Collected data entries
*** Block opens ***

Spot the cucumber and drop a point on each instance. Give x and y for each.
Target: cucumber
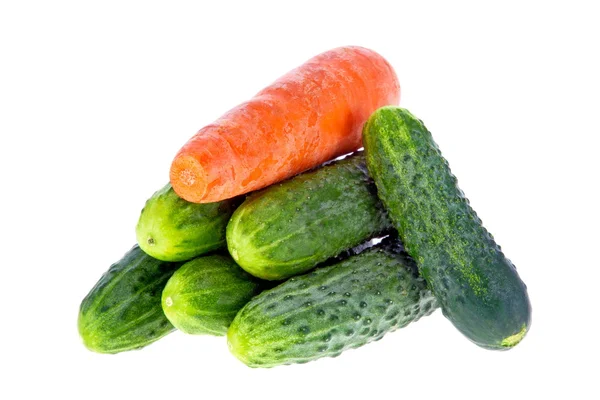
(172, 229)
(205, 294)
(123, 311)
(289, 228)
(332, 309)
(478, 288)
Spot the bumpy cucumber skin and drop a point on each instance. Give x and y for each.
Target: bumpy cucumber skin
(205, 294)
(332, 309)
(478, 288)
(289, 228)
(123, 311)
(172, 229)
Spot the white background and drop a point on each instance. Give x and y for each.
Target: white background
(97, 97)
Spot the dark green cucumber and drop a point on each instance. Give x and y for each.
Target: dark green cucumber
(478, 287)
(330, 310)
(123, 311)
(172, 229)
(205, 294)
(288, 228)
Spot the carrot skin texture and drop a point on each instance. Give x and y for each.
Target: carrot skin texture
(310, 115)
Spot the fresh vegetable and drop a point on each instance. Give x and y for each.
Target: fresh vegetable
(309, 116)
(172, 229)
(123, 312)
(478, 287)
(205, 294)
(289, 228)
(332, 309)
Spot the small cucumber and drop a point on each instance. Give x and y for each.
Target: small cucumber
(478, 287)
(332, 309)
(289, 228)
(205, 294)
(123, 312)
(172, 229)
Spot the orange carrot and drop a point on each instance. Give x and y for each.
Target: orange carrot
(310, 115)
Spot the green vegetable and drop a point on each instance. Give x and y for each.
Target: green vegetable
(172, 229)
(478, 287)
(123, 312)
(205, 294)
(288, 228)
(330, 310)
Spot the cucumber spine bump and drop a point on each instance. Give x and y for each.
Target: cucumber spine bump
(478, 288)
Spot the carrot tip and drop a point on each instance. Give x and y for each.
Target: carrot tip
(188, 178)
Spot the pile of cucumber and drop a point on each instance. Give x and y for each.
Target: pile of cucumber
(298, 271)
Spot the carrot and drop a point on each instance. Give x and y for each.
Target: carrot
(310, 115)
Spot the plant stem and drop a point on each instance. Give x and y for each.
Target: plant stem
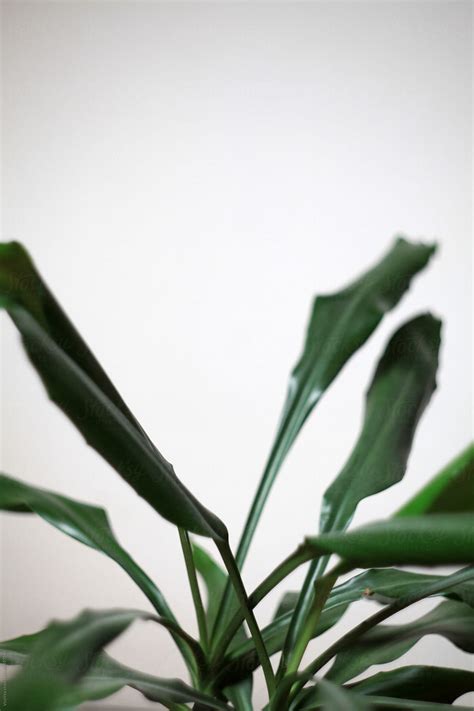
(346, 640)
(195, 591)
(322, 588)
(236, 580)
(300, 556)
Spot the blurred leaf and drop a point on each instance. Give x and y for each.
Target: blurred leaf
(78, 385)
(403, 383)
(340, 323)
(423, 683)
(451, 491)
(439, 539)
(384, 643)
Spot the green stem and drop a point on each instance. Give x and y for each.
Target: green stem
(346, 640)
(234, 575)
(300, 556)
(287, 431)
(195, 591)
(322, 588)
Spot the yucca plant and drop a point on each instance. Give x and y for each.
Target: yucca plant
(65, 665)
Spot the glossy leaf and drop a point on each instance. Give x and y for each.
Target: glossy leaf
(340, 323)
(62, 655)
(451, 491)
(77, 384)
(336, 698)
(107, 676)
(423, 683)
(384, 643)
(403, 383)
(380, 585)
(440, 539)
(89, 525)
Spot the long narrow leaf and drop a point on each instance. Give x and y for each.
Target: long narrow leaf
(383, 644)
(340, 323)
(380, 585)
(75, 382)
(440, 539)
(423, 683)
(106, 676)
(451, 491)
(62, 655)
(87, 524)
(403, 383)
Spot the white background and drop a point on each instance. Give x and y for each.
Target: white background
(186, 177)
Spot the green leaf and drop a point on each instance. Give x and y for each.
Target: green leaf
(384, 643)
(240, 695)
(403, 383)
(61, 655)
(105, 675)
(377, 703)
(423, 683)
(78, 385)
(440, 539)
(87, 524)
(214, 578)
(380, 585)
(340, 323)
(401, 388)
(451, 491)
(335, 698)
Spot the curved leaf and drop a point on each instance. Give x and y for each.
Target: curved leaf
(77, 384)
(451, 491)
(381, 585)
(89, 525)
(105, 676)
(403, 383)
(61, 655)
(340, 323)
(423, 683)
(440, 539)
(384, 643)
(336, 698)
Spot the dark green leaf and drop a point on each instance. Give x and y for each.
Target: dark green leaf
(381, 585)
(336, 698)
(439, 539)
(384, 643)
(61, 655)
(439, 684)
(401, 388)
(78, 385)
(214, 578)
(451, 491)
(340, 323)
(105, 675)
(87, 524)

*** Block closes ***

TASK:
Write out exactly the lines that run from the one containing "Spot the green leaf" to the end of the records, both end lines included.

TASK ANSWER:
Spot the green leaf and drop a point on each instance. Give x and y for each.
Target: green leaf
(384, 643)
(240, 695)
(403, 383)
(61, 655)
(105, 675)
(377, 703)
(423, 683)
(78, 385)
(440, 539)
(87, 524)
(214, 578)
(380, 585)
(340, 323)
(401, 388)
(451, 491)
(335, 698)
Spot the curved leaf and drop a point on each instance. Give x and y for each.
Target: curved leaf
(77, 384)
(451, 491)
(381, 585)
(89, 525)
(105, 676)
(403, 383)
(61, 655)
(340, 323)
(423, 683)
(440, 539)
(384, 643)
(336, 698)
Spot the dark green leaf and drop a point on each instance. Give x and y for each.
Target: dark green leaf
(381, 585)
(336, 698)
(439, 539)
(384, 643)
(61, 655)
(439, 684)
(401, 388)
(78, 385)
(214, 578)
(451, 491)
(340, 323)
(105, 675)
(87, 524)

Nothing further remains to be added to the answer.